GOAL OF THE EXERCISE: Please pick out every line in the records that contains the word "order", and copy each of those lines. Case counts, so uppercase and lowercase letters are not interchangeable.

════════════════

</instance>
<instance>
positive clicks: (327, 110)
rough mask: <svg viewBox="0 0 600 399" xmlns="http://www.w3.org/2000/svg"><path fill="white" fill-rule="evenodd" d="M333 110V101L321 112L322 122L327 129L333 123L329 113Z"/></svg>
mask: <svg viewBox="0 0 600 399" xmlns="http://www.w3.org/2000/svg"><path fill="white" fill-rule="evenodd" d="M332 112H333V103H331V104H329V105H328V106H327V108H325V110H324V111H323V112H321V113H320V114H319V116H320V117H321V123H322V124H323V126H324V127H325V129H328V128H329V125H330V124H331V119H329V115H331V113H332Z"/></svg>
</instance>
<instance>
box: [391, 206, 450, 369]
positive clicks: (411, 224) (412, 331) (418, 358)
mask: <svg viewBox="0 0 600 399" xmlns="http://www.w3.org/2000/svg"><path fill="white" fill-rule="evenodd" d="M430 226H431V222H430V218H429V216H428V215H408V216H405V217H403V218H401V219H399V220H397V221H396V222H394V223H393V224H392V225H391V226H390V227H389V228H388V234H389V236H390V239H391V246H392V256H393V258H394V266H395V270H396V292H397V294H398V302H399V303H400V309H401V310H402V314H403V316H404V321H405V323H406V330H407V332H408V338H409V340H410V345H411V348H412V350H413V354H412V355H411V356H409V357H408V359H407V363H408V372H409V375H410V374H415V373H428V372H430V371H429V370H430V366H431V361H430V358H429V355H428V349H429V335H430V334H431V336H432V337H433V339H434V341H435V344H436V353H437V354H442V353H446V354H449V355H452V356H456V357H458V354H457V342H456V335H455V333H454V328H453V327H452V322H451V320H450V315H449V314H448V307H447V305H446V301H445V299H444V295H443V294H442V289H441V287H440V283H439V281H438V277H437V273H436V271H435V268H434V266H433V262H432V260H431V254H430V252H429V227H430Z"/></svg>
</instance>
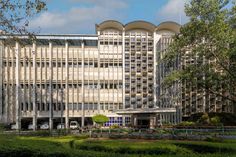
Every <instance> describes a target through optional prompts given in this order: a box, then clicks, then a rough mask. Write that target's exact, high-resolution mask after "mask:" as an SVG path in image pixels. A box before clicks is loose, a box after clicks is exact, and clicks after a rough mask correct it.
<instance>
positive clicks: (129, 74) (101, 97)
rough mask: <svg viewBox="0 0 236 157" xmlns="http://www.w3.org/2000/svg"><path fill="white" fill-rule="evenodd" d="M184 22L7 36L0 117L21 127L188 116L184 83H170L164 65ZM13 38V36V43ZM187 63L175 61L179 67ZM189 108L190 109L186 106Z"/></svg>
mask: <svg viewBox="0 0 236 157" xmlns="http://www.w3.org/2000/svg"><path fill="white" fill-rule="evenodd" d="M179 29H180V25H179V24H177V23H174V22H164V23H161V24H159V25H158V26H156V25H154V24H152V23H149V22H145V21H134V22H130V23H128V24H126V25H123V24H122V23H120V22H118V21H112V20H110V21H105V22H102V23H101V24H99V25H96V34H95V35H76V34H73V35H71V34H65V35H64V34H63V35H37V36H36V37H37V40H36V41H33V42H31V40H29V39H28V37H27V36H24V35H18V36H17V40H10V42H7V43H6V39H9V38H12V37H10V36H7V35H2V36H1V41H0V42H1V43H0V44H1V45H0V67H1V68H0V73H1V75H0V88H1V89H0V120H1V121H2V122H5V123H16V126H17V128H21V127H24V126H25V125H27V124H29V123H32V124H33V126H34V128H35V129H36V128H37V125H38V124H41V123H43V122H46V121H47V122H49V126H50V128H55V126H56V125H57V124H58V123H60V122H61V121H63V123H65V126H66V128H68V127H69V124H70V121H78V122H79V123H80V126H85V125H92V124H93V123H92V120H91V117H92V116H94V115H96V114H105V115H107V116H108V117H109V118H110V120H109V122H107V123H106V124H105V126H110V125H113V124H117V125H133V126H139V127H155V126H157V125H159V124H161V123H164V122H165V123H174V124H175V123H179V122H180V121H181V118H182V107H181V105H182V100H181V99H182V95H181V91H182V89H181V83H180V82H176V83H175V84H174V85H173V86H172V87H171V89H170V88H165V87H164V85H163V79H164V77H165V76H166V75H167V74H168V68H166V67H165V65H164V64H159V63H158V62H159V61H160V59H161V58H162V55H163V53H164V52H165V49H166V47H167V46H168V45H169V43H170V42H171V37H172V35H174V34H176V33H178V32H179ZM7 41H9V40H7ZM180 64H181V63H180V62H178V60H177V61H176V67H177V68H178V67H179V65H180ZM184 111H185V110H184Z"/></svg>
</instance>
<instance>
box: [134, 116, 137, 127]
mask: <svg viewBox="0 0 236 157" xmlns="http://www.w3.org/2000/svg"><path fill="white" fill-rule="evenodd" d="M136 126H137V116H134V127H136Z"/></svg>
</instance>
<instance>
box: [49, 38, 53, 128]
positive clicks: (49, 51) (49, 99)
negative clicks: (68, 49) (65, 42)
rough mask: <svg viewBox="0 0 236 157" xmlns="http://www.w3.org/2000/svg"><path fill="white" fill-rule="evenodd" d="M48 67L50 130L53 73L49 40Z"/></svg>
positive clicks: (50, 124)
mask: <svg viewBox="0 0 236 157" xmlns="http://www.w3.org/2000/svg"><path fill="white" fill-rule="evenodd" d="M49 69H50V76H49V78H50V80H49V81H50V84H49V128H50V130H52V129H53V106H52V104H53V90H52V80H53V73H52V43H51V42H49Z"/></svg>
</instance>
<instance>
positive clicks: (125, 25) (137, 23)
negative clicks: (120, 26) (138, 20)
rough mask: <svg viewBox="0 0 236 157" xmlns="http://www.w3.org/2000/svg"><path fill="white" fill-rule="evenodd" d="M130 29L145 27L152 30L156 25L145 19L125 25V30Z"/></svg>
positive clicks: (136, 28)
mask: <svg viewBox="0 0 236 157" xmlns="http://www.w3.org/2000/svg"><path fill="white" fill-rule="evenodd" d="M132 29H145V30H147V31H150V32H154V31H155V29H156V26H155V25H154V24H152V23H150V22H146V21H133V22H130V23H127V24H126V25H125V30H126V31H129V30H132Z"/></svg>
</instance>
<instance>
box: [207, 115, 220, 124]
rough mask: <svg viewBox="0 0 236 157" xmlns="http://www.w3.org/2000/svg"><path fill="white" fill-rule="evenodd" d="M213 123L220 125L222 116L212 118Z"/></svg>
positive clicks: (211, 119) (211, 121) (210, 120)
mask: <svg viewBox="0 0 236 157" xmlns="http://www.w3.org/2000/svg"><path fill="white" fill-rule="evenodd" d="M210 123H211V125H220V124H221V123H220V118H219V117H218V116H214V117H212V118H210Z"/></svg>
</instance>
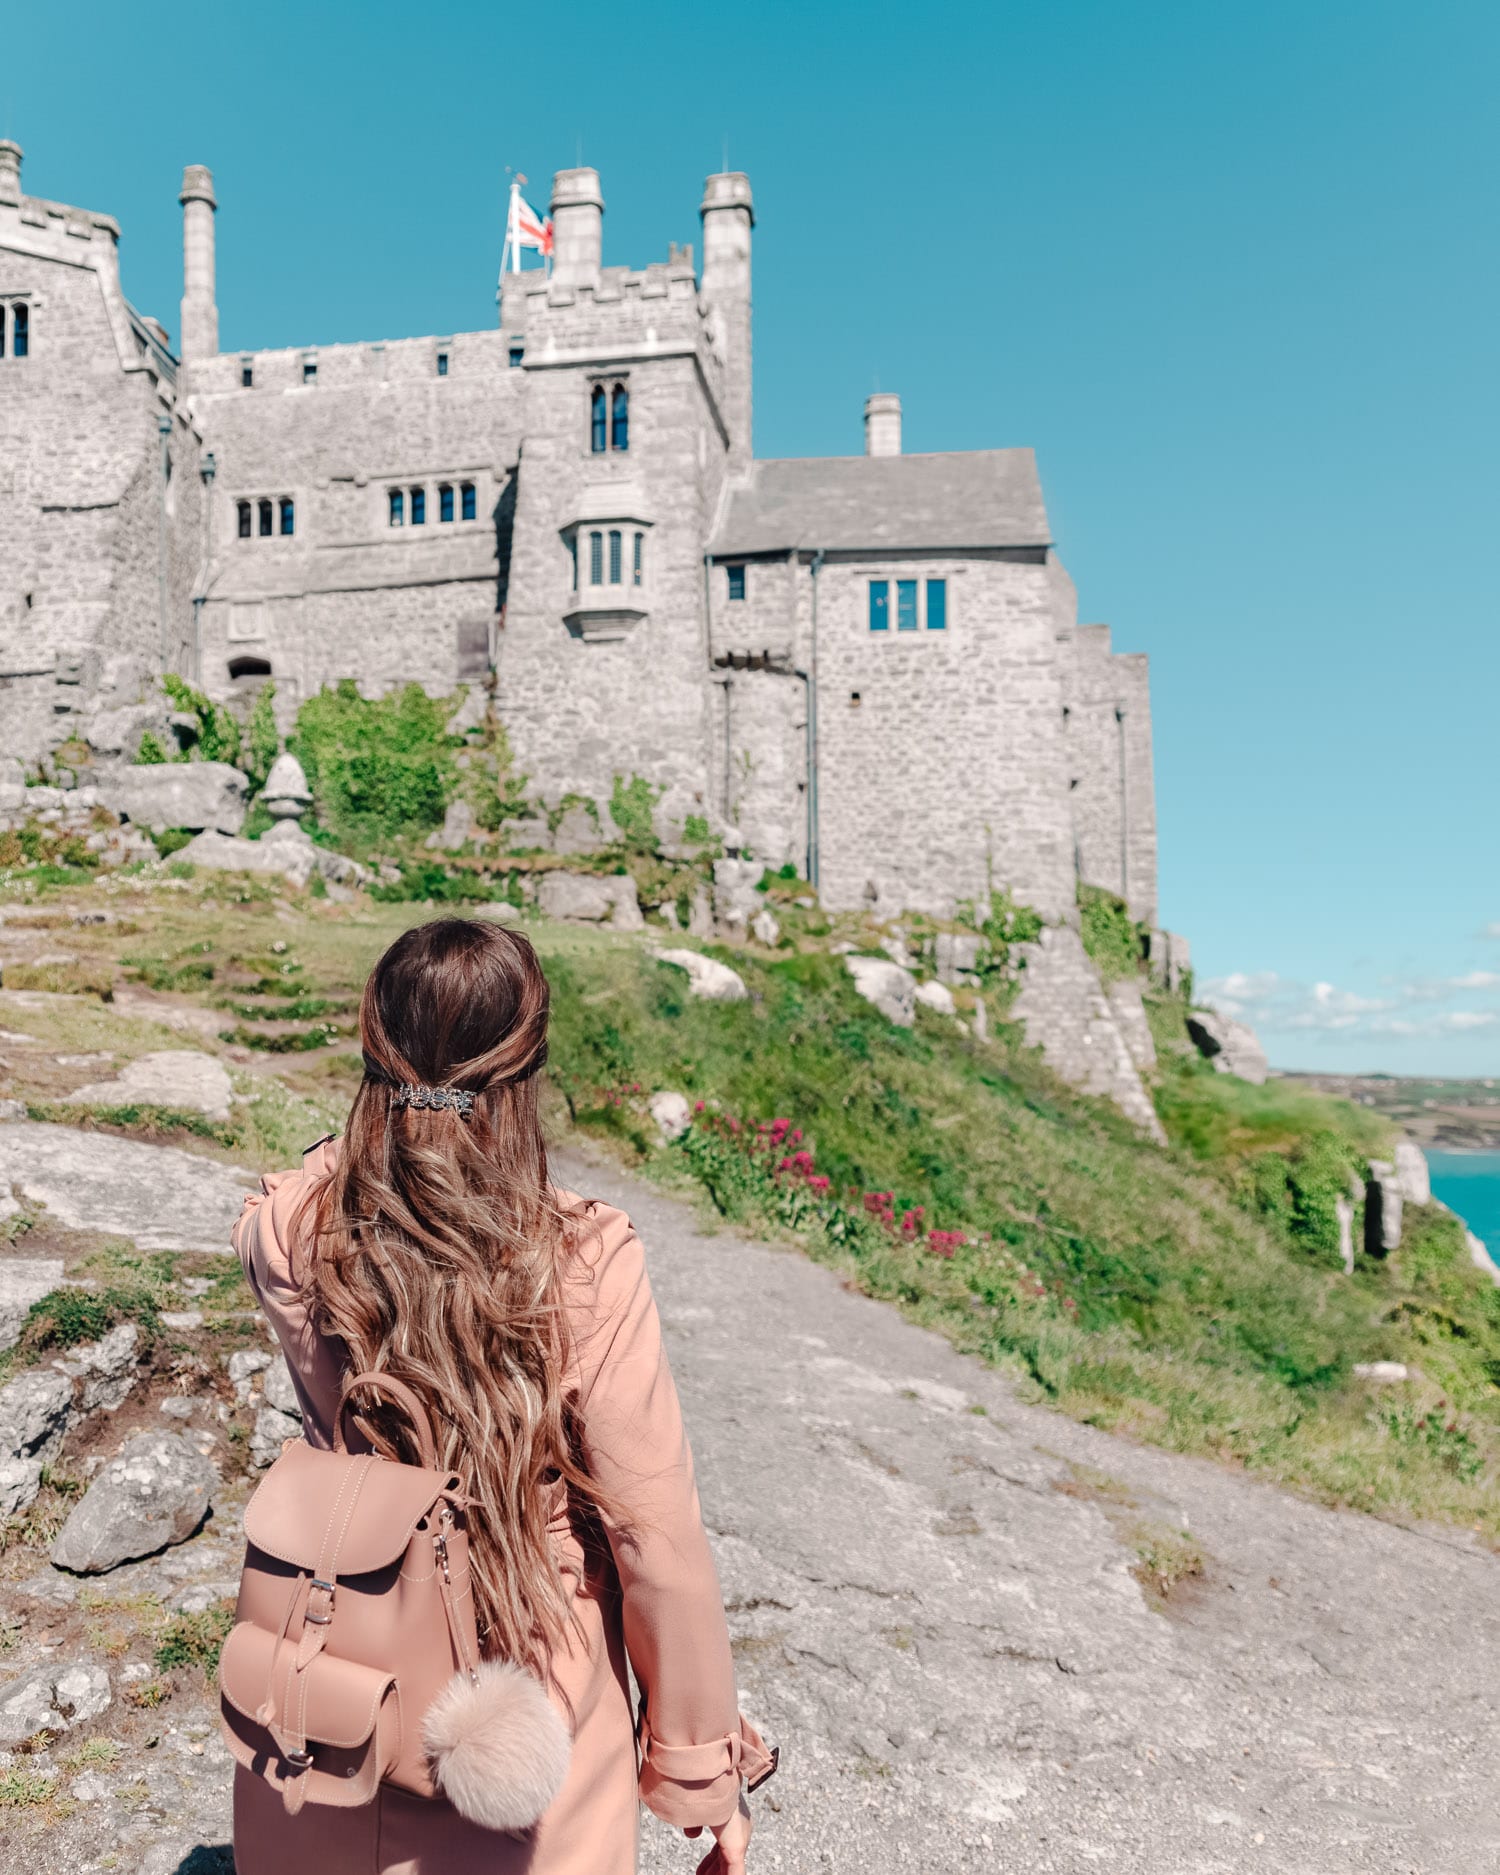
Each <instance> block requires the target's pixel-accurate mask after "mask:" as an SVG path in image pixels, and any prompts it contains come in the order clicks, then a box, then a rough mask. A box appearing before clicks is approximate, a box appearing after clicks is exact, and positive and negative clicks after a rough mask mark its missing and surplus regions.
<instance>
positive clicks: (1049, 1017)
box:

════════════════

WRITTEN SOLUTION:
Every <instance> describes a target through optional prompts given in this order: a box, then clicks, then a rough mask. Write that target's exact, high-resolution mask after "mask:" as an SVG path in image pixels. A box before clicks is loose, a box after clicks is exact, and clicks after a rough mask correct it.
Each <instance> block requires the target's pixel-accurate mask after "mask:" as an SVG path in image pixels, and any prompts it contains come in the order clicks, then a box, then a rough mask. A box appearing before clicks is approximate, a box appearing after clicks is exact, and positive and negative clicks after a rough mask mark its missing and surplus regions.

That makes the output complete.